Task to complete:
Carry the passage on Luque's military and political career forward, starting after its final sentence.

Selected passage:

== Segment start ==

He fought in the Third Carlist War and was stationed in Melilla and Cuba during the Spanish-American War, where he was promoted to major general.

He was linked to republicanism through Manuel Ruiz Zorrilla. He worked as chief of staff in the Ministry of War, where he served as minister four times (1905, 1906–1909, 1911, and 1912–1915). He was senator of the provinces of Palencia and Lugo from 1905 to 1908, to later be appointed senator for life in 1909.

In 1905 he was part of the primtive thermobaric weapon project headed by Antonio Meulener. Luque agreed to close the project by Meulener's petition.

== Segment end ==

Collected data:
== Segment start ==

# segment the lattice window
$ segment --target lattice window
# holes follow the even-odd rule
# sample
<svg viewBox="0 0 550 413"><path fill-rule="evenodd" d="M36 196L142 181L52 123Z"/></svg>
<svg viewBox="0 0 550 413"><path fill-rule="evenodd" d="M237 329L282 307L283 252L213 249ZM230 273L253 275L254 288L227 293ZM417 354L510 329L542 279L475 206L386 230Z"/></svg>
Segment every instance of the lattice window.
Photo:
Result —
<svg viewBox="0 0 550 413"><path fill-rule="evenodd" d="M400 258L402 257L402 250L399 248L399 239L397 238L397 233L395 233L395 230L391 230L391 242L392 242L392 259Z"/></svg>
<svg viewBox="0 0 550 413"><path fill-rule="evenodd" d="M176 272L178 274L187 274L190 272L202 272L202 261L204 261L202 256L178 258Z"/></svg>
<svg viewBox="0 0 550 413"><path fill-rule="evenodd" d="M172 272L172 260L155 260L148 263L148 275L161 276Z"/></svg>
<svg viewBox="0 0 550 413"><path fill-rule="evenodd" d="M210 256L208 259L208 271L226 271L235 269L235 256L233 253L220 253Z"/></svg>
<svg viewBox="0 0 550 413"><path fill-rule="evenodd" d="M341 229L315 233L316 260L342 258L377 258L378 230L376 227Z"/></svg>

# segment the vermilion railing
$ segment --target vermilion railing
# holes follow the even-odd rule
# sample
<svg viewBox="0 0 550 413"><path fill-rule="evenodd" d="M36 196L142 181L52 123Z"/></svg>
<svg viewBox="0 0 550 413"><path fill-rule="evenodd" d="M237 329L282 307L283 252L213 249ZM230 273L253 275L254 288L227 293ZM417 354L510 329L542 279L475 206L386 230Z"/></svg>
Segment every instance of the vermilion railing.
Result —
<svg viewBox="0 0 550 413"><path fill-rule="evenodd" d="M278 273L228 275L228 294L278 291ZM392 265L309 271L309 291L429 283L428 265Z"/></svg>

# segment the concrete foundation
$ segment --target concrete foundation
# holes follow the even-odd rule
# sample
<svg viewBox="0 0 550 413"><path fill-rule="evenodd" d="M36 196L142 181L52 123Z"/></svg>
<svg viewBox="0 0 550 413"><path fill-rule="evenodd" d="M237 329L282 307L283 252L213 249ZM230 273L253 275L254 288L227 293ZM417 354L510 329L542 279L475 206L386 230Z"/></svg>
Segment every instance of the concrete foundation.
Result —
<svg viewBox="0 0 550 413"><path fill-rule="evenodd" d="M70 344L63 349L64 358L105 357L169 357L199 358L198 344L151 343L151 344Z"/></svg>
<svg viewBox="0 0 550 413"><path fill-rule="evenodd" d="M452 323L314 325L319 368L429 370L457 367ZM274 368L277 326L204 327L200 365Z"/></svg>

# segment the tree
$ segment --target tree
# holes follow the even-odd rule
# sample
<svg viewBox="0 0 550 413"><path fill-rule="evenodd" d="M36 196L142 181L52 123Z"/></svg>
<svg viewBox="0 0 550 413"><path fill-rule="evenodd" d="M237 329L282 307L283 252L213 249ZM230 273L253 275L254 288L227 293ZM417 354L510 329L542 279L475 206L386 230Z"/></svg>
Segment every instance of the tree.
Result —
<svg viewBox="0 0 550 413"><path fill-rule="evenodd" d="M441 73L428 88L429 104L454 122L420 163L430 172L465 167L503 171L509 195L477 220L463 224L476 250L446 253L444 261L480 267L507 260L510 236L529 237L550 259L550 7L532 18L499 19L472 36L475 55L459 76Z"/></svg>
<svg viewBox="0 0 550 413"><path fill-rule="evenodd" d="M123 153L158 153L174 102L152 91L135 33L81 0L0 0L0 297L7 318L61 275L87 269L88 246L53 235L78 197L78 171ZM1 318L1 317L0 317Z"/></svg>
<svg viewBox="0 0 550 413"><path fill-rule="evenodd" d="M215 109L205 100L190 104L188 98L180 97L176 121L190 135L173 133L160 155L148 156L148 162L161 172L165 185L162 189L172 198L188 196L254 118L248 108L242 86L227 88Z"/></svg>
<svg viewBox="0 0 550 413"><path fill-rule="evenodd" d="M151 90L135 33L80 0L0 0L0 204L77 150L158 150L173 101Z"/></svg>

== Segment end ==

Your response:
He was director general of the Civil Guard on two occasions, between 30 October 1913 and 10 December 1915, and between 20 April 1917 and 26 June 1917. He is responsible for the approval of the Mandatory Military Service Law. On 6 October 1920 the Ministry of War issued a decree providing for the cessation of Lieutenant General Agustín Luque and Coca in the office of general commander of the Corps and headquarters Invalids and their place in the reserve for fulfilling the statutory age.

In 1925 he was appointed by the dictator Miguel Primo de Rivera as the president of the commission that drew up the project to create the National Service for Physical, Citizen and Pre-military Education.